• **ESTRATTO DEL DOCUMENTO**

----

Lo dicevo io che 'sta
vitaccia consuma. E così, tra un Sanremo e un reading teatrale, un
articolo e un intervento, ci ho dovuto infilare pure una
gastroscopia. Esperienza che mi auguro di non dover ripetere. “Lei
vuole l'anestesia totale? Molti la chiedono”. Ma no, che anestesia
totale, facciamolo e ce la leviamo. Alla fine mi hanno detto: lei è
stato bravo. E che dovevo fare, lì bloccato da 4 mani femminili e un tubo a scendere, se non subire? Bòn, per farla breve
ho ulcerazioni allo stomaco e all'esofago. Via di terapia
farmacologica immantinente. Come canta Mick Jagger, “è questo
demonio di vita che ti tiene in suo potere”. Tre anni fa, una
storia infinita dal dentista per rimettermi 10 denti, alla fine siamo
diventati amici, ero sempre là. Cominciai con un intervento
chirurgico, mea culpa, mea maxima culpa di Max che si tiene le cose
fino a che non ci crolla sotto, e il giubbotto di pelle tutto
chiazzato di sangue ce l'ho ancora: “Mai faticato tanto, mai visto
uscirne tanto, te ne avrò tolto 2 litri”. Queste cose non mi fanno
paura e le sopporto con una certa strampalata disinvoltura , altre no, mi spaventano, ma farmi macellare
per rimettermi in sesto mi va bene, anche perché di solito me le
cerco. Non sono mai stato uno che si cura, un salutista, ho ereditato
da mio padre una attitudine compulsiva autodistruttiva, la mia
fortuna è di essere capitato a fare il giornalista invece che il
chitarrista, altrimenti duravo poco. Già casco a pezzi così. Poi li
rimetto. Fin che si può. Adesso voglio portare un po' a spasso
questo reading teatrale, che è una cosa davvero carina, fatta bene,
emozionante (a giudicare dalle reazioni della prima sera), nella
quale rifluisce la vita spremuta, sprecata, assorbita, perduta.
Voglio dire che quello che scrivo, che leggo, è anche figlio di
quelle sedute dal dentista, di quegli allegri massacri che mi sono
cercato. Anche lo stomaco sottosopra me lo sono cercato, in parte,
col nervoso, le medicine buttate giù a caso (a cazzo), un modo di
vivere del tutto sconsigliabile; altre cose non dipendevano da me, e
ho potuto solo accettarle, sopportarle. Adesso vado avanti, spero
sulle tavole di un palco: ci ho ripreso gusto. Fin che si può.

----

[Voci del dataset]
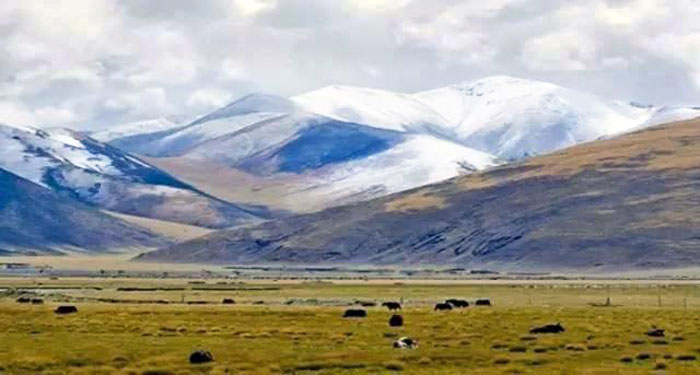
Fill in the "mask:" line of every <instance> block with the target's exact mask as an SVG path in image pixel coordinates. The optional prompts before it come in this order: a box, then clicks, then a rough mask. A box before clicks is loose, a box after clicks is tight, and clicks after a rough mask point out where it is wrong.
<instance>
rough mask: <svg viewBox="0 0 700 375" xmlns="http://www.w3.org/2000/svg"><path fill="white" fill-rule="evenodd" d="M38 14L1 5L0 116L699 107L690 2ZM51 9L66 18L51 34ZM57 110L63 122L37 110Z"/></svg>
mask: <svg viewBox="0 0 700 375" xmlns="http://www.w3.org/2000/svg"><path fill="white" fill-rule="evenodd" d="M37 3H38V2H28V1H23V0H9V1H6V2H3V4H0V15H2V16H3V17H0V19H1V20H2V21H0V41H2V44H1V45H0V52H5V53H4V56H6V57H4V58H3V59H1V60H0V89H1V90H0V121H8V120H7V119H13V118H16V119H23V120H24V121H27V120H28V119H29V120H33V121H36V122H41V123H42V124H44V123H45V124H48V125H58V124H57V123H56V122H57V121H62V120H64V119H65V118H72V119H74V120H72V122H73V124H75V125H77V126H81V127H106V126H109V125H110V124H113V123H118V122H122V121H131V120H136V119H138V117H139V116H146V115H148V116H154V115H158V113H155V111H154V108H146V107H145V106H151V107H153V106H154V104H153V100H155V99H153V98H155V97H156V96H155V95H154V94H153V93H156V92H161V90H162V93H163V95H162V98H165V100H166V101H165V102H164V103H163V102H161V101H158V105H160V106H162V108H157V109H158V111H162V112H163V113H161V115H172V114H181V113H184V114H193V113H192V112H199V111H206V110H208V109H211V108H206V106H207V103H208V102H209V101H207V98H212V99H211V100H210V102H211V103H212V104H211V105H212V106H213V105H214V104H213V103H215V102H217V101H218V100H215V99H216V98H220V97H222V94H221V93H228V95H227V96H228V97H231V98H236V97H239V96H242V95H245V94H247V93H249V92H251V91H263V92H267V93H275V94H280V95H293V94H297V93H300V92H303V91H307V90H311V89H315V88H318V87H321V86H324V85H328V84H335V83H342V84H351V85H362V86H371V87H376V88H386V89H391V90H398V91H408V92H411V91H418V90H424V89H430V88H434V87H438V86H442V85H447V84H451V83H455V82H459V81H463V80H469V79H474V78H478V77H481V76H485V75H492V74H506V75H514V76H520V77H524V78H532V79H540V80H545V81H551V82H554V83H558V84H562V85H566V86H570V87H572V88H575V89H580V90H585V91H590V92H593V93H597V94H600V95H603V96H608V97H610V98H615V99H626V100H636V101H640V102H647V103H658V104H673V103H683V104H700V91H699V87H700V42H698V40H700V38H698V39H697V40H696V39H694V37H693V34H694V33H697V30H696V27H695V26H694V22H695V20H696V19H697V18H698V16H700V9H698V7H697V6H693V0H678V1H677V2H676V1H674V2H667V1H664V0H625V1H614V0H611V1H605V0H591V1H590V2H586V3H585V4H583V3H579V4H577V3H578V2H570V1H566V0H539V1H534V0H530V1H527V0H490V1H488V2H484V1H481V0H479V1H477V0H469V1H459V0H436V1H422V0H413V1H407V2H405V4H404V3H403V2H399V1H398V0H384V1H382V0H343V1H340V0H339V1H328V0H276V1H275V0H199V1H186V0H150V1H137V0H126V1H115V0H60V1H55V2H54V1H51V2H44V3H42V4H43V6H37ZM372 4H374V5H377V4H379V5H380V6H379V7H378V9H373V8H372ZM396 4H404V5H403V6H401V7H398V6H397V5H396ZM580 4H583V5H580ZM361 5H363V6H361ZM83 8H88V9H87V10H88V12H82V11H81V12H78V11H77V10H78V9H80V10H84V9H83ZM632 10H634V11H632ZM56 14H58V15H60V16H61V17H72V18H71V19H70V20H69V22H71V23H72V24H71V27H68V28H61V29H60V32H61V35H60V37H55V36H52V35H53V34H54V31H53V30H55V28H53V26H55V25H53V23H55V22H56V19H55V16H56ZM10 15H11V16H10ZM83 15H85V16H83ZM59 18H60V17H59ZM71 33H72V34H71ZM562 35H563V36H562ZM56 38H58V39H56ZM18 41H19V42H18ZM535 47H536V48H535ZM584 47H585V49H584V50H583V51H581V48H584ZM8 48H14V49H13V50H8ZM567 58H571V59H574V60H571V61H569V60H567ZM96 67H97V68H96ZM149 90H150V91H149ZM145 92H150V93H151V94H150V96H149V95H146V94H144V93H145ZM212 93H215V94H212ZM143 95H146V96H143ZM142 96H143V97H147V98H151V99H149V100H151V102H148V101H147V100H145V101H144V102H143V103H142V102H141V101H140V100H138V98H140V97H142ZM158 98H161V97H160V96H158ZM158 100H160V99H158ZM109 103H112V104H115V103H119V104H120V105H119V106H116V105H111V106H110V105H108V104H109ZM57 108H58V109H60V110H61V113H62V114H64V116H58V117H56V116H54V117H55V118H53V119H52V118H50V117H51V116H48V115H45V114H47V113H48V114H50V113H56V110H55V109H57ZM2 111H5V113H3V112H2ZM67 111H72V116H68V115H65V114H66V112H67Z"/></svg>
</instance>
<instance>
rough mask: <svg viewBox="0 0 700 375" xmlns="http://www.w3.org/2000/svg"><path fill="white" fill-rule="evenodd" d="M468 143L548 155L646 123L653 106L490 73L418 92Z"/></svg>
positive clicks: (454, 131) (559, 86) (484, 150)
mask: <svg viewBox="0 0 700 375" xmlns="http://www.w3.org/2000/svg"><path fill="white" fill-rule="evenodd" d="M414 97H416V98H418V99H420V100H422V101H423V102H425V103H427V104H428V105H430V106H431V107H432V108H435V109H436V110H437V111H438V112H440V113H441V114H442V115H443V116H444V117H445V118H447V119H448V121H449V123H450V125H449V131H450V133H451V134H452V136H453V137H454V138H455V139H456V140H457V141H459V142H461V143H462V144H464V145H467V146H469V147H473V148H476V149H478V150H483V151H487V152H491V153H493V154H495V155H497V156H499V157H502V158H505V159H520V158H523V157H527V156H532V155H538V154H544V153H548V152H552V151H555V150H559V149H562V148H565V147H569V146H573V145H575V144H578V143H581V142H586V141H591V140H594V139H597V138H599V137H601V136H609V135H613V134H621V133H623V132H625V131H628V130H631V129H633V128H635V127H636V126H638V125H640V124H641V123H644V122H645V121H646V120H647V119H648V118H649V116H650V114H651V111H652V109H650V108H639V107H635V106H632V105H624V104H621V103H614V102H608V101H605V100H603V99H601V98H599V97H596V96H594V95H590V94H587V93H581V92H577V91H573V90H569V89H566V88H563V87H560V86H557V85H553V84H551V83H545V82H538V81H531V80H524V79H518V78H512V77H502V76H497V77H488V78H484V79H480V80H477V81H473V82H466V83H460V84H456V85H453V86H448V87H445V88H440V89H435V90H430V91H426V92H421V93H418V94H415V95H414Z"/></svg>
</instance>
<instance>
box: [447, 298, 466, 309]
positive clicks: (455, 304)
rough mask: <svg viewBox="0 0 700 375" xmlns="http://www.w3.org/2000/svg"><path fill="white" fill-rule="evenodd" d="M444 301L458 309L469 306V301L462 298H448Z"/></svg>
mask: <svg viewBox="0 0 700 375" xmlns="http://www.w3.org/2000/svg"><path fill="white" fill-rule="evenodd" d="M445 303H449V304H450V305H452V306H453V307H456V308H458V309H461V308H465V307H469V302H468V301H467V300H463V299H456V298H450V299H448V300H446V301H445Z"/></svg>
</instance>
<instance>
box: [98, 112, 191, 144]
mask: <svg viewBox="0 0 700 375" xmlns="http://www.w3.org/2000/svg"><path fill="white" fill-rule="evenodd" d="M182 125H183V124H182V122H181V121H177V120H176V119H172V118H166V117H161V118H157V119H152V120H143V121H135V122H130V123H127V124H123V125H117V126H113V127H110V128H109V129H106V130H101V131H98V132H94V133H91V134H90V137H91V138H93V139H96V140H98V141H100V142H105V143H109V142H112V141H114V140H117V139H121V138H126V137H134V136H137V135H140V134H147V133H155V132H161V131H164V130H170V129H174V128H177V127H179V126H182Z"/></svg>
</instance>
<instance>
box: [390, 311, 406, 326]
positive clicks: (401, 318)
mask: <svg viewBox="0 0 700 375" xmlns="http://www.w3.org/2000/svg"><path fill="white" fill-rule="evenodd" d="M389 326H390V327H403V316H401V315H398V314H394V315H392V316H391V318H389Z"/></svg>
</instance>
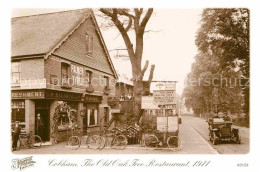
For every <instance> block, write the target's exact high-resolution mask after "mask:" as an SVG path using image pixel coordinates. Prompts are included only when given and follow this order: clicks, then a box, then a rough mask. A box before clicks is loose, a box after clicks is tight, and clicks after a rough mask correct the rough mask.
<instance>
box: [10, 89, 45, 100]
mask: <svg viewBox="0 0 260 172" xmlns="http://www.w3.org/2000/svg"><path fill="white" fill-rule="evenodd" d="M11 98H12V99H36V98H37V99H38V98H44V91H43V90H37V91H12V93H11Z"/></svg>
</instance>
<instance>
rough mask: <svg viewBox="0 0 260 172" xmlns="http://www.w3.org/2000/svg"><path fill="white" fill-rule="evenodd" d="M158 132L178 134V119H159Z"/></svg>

----

• **CONSEGNA 1**
Aggiorna l'estratto riportandone il tratto che parte da "Voglio dire che" e prosegue fino a "gusto. Fin che si può.", con "teatro" al posto di "palco".
• **CONSEGNA 2**
Trasforma in un elenco puntato il paragrafo dell'estratto che comincia con "Lo dicevo io che 'sta vitaccia consuma", conservandone i fatti principali.
• **CONSEGNA 3**
Secondo l'estratto, in quali organi sono state trovate le ulcerazioni?

• **RISPOSTA 1**
Voglio dire che quello che scrivo, che leggo, è anche figlio di
quelle sedute dal dentista, di quegli allegri massacri che mi sono
cercato. Anche lo stomaco sottosopra me lo sono cercato, in parte,
col nervoso, le medicine buttate giù a caso (a cazzo), un modo di
vivere del tutto sconsigliabile; altre cose non dipendevano da me, e
ho potuto solo accettarle, sopportarle. Adesso vado avanti, spero
sulle tavole di un teatro: ci ho ripreso gusto. Fin che si può.

• **RISPOSTA 2**
- Tra Sanremo, un reading teatrale, articoli e interventi, ha dovuto fare anche una gastroscopia, rifiutando l'anestesia totale.
- L'esame ha rivelato ulcerazioni allo stomaco e all'esofago, con avvio immediato di una terapia farmacologica.
- Tre anni prima, una lunga serie di sedute dal dentista per rimettere 10 denti era cominciata con un intervento chirurgico molto sanguinoso.
- Non si è mai curato e ha ereditato dal padre un'attitudine compulsiva autodistruttiva; il mestiere di giornalista, anziché quello di chitarrista, lo ha salvato.
- Ora vuole portare in giro il reading teatrale, in cui confluisce la sua vita, anche quella delle sedute dal dentista.
- Alcuni malanni se li è cercati, altri ha potuto solo accettarli; spera di andare avanti sul palco, dove ha ripreso gusto.

• **RISPOSTA 3**
Nello stomaco e nell'esofago.